**Passage shown:**

Conversely, the add_bad_hosts() function creates firewall rules that block all traffic from hosts or networks listed in the bad_hosts.conf file. This function works almost exactly like the add_good_hosts() function with one important difference. When traffic from a blacklisted host comes to the router, the router will not only log this fact, it will also include the comment from the bad_hosts.conf file in the log. This way, I can look at my log file and see why a particular host was blocked. A useful improvement to this function would be to have it place the bad host rules in a separate chain and have that chain called early on in the rule set. This would give you the ability to add and delete hosts conveniently from this chain from an external program, perhaps in response to entries in your server log files.

The build_chains() function builds a series of firewall rule chains. I build a separate chain for each combination of interface and protocol. For example, if I had a Linux router with eth0, eth1, eth2 and eth3, I would create chains for eth0-tcp, eth0-udp, eth1-tcp, eth1-udp and so on. Then, I build the rules necessary to send the decision-making process down the appropriate chain. What we end up with is a decision tree that determines what to do with each packet entering the router. Unlike a linear list of firewall rules, the decision tree prevents the kernel from having to evaluate obviously irrelevant rules. For example, a TCP packet coming in on the WAN interface will never be tested against the rules meant for UDP packets on the Wi-Fi interface.

Location identification listing:
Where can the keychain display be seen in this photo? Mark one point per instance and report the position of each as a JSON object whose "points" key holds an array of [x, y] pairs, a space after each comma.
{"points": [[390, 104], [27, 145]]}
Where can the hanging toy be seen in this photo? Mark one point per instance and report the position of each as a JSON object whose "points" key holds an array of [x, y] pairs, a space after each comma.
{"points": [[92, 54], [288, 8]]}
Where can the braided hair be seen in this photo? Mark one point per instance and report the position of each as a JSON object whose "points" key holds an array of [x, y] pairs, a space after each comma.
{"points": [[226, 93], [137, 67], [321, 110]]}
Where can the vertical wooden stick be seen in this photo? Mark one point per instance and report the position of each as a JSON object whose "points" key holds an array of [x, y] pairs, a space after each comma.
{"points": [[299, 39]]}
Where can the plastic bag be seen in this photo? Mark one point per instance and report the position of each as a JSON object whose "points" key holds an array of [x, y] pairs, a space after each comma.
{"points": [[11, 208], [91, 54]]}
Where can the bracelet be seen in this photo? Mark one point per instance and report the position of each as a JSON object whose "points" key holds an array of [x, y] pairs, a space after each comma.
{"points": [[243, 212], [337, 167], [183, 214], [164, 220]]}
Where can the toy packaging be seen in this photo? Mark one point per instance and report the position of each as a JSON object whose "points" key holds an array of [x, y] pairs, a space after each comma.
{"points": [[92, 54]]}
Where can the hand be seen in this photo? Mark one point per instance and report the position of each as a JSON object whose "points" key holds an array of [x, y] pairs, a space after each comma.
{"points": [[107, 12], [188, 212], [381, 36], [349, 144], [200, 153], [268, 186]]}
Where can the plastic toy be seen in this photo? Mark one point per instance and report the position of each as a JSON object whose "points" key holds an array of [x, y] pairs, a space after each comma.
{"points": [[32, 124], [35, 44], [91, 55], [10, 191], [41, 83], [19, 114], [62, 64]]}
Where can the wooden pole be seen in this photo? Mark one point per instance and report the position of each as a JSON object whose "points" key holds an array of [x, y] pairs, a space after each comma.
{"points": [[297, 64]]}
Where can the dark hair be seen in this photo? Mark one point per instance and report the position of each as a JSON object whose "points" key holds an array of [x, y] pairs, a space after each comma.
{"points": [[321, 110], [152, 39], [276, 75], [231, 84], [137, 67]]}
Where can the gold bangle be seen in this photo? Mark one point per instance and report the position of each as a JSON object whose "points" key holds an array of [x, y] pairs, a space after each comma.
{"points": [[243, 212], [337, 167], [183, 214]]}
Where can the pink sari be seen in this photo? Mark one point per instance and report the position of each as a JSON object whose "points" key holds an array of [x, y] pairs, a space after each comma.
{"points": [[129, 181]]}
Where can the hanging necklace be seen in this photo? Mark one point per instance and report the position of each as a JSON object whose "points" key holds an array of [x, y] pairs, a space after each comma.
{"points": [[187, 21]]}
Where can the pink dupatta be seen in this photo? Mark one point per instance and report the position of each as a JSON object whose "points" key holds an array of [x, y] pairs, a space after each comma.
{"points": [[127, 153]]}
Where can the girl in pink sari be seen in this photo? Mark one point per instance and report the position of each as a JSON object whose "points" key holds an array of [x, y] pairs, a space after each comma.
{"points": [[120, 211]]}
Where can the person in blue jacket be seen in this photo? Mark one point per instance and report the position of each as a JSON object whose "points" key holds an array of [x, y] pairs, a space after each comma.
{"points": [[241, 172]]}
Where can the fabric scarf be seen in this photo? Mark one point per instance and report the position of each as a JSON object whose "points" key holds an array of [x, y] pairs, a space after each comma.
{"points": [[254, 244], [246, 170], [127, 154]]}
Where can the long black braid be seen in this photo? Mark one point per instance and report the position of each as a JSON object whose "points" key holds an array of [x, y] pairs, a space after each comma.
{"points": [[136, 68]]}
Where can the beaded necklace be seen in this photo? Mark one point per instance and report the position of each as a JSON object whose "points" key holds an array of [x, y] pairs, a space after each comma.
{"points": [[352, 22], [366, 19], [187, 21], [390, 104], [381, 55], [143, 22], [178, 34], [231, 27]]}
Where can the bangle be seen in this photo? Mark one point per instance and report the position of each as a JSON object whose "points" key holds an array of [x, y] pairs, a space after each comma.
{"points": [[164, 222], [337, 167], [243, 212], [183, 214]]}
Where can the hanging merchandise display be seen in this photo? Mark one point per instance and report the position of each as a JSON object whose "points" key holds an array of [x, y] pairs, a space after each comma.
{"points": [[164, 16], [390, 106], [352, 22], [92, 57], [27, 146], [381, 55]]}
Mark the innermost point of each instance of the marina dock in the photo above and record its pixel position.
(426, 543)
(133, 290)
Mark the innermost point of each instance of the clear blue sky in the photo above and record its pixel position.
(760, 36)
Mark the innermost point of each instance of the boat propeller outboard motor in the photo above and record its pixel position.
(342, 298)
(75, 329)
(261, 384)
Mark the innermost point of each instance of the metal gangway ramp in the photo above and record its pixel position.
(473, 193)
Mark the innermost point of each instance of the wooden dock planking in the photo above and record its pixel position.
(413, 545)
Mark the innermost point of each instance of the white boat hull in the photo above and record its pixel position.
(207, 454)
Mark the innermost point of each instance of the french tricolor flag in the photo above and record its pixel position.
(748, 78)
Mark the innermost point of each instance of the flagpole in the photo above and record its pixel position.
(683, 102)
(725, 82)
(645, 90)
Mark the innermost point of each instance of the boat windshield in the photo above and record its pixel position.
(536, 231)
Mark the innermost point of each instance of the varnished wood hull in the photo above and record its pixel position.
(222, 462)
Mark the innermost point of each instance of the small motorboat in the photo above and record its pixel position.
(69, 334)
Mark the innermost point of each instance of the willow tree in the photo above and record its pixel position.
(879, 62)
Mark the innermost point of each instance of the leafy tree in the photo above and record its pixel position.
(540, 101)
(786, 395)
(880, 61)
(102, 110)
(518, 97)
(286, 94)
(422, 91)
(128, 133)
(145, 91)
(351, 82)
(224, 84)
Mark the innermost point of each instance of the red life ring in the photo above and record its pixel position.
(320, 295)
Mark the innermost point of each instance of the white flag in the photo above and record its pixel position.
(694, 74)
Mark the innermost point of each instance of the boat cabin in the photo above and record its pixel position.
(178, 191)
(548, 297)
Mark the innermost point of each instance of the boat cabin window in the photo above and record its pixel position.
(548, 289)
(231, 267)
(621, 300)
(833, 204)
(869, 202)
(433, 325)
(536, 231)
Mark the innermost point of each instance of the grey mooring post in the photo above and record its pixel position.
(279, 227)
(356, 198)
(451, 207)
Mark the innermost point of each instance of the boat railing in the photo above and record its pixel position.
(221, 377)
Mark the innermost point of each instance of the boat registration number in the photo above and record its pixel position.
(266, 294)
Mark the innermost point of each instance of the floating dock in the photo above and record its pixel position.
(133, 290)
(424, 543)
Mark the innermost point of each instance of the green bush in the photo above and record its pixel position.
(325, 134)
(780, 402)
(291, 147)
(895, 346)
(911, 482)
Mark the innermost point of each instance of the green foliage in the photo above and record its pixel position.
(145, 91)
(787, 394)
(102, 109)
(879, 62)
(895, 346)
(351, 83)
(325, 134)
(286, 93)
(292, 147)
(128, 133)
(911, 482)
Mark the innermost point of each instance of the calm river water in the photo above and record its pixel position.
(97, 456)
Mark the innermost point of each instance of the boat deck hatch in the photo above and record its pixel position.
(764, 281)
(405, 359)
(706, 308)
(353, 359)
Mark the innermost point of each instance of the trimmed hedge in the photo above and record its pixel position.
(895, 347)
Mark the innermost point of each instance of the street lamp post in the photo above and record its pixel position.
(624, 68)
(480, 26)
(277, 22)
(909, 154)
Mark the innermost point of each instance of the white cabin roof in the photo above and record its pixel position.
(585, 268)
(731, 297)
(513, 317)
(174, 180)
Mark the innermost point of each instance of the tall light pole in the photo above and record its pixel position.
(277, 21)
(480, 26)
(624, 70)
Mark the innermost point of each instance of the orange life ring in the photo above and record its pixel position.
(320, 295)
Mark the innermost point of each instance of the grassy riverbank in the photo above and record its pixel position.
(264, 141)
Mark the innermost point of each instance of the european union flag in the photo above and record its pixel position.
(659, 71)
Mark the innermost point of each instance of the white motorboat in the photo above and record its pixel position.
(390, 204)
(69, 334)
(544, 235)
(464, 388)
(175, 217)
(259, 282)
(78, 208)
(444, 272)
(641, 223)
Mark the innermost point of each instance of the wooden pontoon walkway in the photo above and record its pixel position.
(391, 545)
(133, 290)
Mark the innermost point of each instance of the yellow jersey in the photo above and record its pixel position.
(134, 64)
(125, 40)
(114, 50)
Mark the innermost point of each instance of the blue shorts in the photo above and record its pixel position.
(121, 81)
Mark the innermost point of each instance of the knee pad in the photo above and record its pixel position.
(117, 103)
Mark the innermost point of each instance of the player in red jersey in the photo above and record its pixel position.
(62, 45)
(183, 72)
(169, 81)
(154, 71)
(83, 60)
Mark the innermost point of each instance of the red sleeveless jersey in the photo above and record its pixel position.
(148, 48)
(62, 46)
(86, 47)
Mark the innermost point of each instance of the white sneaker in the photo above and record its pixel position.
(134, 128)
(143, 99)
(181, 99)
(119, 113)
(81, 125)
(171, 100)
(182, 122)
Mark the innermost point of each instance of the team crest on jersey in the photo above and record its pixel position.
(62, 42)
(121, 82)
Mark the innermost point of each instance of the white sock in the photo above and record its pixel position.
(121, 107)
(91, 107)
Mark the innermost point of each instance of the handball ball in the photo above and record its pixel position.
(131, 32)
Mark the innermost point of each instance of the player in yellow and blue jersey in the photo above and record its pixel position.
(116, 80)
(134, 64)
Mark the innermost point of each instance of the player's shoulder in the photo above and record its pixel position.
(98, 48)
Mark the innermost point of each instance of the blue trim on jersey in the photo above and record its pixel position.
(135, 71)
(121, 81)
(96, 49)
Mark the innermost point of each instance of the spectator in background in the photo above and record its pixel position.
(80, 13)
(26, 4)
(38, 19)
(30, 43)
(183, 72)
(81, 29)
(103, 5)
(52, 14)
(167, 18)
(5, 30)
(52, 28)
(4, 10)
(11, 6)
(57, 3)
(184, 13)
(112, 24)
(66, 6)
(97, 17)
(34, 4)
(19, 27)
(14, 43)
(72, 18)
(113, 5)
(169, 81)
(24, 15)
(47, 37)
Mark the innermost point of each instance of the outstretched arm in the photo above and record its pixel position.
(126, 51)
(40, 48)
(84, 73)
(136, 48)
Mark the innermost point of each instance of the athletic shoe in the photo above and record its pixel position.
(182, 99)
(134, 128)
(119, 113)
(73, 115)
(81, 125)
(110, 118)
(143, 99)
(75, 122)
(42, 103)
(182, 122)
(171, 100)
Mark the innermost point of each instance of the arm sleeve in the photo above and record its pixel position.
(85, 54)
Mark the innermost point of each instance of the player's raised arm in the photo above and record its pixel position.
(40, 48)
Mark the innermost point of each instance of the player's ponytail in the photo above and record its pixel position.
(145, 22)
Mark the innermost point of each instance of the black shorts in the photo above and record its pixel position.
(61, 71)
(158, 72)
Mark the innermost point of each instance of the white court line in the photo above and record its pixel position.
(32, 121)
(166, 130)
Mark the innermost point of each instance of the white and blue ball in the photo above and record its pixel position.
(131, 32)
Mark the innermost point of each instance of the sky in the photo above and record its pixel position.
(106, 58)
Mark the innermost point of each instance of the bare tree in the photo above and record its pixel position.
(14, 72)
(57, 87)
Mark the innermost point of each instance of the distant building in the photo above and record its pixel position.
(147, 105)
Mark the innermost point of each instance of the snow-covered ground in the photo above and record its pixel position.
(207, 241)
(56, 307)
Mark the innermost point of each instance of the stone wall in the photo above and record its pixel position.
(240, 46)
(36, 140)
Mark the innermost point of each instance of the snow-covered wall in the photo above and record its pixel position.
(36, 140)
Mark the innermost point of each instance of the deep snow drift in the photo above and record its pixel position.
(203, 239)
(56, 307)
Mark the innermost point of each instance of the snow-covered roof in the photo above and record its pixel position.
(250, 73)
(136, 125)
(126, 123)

**Problem:**
List every function the firewall passage above mentions by name.

**Response for this exercise:**
add_bad_hosts(), add_good_hosts(), build_chains()